[Records]
==============================

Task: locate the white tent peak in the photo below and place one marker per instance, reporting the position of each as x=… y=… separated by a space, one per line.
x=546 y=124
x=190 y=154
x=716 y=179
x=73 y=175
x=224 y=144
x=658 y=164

==============================

▸ Set task: Convert the items above into a JSON list of strings, with one string for each line and no blank lines.

▸ The output:
[
  "Task: locate the white tent peak in the photo below and place one marker per instance, reporting the position of each as x=… y=… separated by a space, one per line.",
  "x=546 y=124",
  "x=190 y=154",
  "x=716 y=179",
  "x=73 y=175",
  "x=224 y=144",
  "x=658 y=164"
]